┌──

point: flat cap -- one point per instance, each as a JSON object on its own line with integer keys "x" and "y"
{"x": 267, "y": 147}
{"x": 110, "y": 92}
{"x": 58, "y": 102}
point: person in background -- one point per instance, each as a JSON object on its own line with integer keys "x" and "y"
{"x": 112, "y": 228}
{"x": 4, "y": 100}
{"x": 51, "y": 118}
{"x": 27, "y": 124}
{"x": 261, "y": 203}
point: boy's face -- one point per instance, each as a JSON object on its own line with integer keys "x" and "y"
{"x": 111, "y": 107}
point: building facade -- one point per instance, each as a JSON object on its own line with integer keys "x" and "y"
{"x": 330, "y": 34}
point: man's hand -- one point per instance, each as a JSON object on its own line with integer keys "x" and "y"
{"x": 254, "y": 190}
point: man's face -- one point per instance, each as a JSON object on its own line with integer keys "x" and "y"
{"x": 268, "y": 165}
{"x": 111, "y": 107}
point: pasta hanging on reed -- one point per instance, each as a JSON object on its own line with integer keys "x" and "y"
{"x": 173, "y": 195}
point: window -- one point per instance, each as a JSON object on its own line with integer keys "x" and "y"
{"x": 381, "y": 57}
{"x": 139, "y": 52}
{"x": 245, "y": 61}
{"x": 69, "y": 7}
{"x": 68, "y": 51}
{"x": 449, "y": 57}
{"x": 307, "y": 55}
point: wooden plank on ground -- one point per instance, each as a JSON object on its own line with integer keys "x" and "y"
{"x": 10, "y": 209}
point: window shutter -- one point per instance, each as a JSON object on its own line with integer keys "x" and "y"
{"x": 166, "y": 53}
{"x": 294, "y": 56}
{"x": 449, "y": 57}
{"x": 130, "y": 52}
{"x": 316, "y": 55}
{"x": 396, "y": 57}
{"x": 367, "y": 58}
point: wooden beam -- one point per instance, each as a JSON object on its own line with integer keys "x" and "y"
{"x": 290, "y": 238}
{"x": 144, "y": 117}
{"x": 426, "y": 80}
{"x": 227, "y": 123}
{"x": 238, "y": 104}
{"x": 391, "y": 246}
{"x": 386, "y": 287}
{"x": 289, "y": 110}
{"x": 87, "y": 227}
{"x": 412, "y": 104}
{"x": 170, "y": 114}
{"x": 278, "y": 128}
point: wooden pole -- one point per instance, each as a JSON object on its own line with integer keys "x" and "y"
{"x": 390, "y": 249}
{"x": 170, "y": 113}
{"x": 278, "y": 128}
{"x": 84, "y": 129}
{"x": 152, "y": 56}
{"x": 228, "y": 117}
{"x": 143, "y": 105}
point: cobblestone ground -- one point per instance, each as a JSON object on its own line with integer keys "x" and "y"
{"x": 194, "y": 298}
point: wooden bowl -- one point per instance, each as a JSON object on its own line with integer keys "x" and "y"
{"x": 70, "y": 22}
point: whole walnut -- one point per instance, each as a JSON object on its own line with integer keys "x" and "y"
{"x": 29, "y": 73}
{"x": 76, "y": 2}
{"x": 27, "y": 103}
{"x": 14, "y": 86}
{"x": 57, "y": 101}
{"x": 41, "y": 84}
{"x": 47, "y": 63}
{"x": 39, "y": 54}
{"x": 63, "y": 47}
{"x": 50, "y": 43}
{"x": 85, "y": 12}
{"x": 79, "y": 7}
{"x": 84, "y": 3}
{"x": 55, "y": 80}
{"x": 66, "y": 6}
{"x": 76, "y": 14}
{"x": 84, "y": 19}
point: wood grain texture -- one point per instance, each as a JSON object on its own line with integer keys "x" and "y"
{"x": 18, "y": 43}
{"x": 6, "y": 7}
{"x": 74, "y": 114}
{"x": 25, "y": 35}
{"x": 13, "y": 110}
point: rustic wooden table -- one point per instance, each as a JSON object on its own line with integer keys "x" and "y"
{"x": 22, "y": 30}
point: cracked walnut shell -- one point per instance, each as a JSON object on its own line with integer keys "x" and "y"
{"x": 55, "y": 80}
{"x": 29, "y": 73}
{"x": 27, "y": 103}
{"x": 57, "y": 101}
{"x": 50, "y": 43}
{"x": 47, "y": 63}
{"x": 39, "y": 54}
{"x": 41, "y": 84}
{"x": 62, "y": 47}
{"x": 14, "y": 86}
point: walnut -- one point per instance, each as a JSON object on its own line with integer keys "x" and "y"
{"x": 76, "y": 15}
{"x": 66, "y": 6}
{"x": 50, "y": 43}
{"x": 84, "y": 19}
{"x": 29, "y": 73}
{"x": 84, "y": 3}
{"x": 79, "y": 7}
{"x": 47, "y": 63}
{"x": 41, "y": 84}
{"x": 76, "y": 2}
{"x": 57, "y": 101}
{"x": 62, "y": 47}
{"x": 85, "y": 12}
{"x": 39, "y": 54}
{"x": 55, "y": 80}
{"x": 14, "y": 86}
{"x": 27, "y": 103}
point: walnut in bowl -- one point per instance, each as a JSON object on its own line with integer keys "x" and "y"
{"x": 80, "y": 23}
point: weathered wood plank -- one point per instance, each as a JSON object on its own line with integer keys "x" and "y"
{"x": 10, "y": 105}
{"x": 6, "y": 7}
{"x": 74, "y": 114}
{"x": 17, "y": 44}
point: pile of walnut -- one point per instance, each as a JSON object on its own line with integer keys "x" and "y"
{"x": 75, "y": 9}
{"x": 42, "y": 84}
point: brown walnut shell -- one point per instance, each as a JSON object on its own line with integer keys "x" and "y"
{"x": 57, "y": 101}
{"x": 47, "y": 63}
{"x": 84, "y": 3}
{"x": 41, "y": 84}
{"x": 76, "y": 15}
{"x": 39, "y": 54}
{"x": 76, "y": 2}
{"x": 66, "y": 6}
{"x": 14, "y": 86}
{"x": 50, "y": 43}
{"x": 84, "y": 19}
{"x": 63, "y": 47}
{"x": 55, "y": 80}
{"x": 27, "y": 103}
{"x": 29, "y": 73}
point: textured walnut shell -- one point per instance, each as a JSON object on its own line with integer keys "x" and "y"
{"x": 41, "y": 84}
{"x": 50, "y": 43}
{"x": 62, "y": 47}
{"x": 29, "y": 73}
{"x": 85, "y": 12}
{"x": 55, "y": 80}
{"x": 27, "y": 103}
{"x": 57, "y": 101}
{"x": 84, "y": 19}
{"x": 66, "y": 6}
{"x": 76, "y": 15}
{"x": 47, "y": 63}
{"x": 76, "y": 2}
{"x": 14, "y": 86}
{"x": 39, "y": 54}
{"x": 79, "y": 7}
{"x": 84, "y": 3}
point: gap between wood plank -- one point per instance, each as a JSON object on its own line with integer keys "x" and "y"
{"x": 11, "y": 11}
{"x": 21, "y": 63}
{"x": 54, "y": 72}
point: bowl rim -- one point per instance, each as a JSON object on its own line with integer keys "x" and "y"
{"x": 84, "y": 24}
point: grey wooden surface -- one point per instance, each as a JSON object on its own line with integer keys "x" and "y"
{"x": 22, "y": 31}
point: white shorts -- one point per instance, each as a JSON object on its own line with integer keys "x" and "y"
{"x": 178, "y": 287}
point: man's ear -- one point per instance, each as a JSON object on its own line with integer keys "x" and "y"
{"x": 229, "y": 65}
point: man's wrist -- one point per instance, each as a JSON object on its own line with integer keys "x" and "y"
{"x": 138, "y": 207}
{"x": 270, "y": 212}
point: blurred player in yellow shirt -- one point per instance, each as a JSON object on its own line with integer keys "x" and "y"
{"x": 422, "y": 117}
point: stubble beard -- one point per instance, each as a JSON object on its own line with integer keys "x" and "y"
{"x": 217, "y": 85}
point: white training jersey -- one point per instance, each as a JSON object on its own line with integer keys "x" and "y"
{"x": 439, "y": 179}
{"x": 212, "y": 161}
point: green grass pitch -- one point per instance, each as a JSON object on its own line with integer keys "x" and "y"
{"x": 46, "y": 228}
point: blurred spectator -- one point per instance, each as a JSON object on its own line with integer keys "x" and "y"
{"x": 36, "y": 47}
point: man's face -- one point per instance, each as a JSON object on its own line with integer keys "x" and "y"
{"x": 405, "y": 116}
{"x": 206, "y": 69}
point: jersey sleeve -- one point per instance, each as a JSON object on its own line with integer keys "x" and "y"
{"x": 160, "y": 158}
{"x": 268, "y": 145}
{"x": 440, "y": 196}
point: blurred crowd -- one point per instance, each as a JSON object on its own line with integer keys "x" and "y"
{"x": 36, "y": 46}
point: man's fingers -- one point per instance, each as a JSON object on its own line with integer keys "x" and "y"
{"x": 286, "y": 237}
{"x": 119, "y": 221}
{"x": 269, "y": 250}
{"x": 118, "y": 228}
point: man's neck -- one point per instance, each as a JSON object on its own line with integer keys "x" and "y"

└──

Please write out the records above word for word, starting at the line that contains "point: stubble beard" and continuing through the end of the records.

» **SOLUTION**
point: stubble beard -- one point per instance, each as a JSON object on its own line with integer keys "x" and "y"
{"x": 217, "y": 85}
point: white training jersey -- one point per instance, each as a JSON object on its own line with integer keys "x" and "y"
{"x": 439, "y": 179}
{"x": 212, "y": 161}
point: green grass pitch -- one point per instance, each as a JSON object on its own line with integer keys "x" and "y"
{"x": 46, "y": 228}
point: blurred spectator -- one point per instance, each as a JSON object on its own line with integer keys "x" and "y"
{"x": 36, "y": 47}
point: man's face -- one point per instance, each as a JSON object on its own line with integer keys "x" and "y"
{"x": 405, "y": 116}
{"x": 206, "y": 69}
point: jersey sleeve -- one point per instance, each as a JSON object on its own line with integer keys "x" and "y"
{"x": 160, "y": 158}
{"x": 268, "y": 145}
{"x": 440, "y": 196}
point: blurred crowd -- one point per instance, each as a JSON object on its own line with integer keys "x" and "y"
{"x": 36, "y": 46}
point: man's fingers -- one point per instance, each as a JSON object on its own line with integer keys "x" and "y"
{"x": 286, "y": 237}
{"x": 119, "y": 221}
{"x": 269, "y": 250}
{"x": 118, "y": 228}
point: man's neck -- one point per instance, each as a JSON object on its own line with integer keys "x" and "y"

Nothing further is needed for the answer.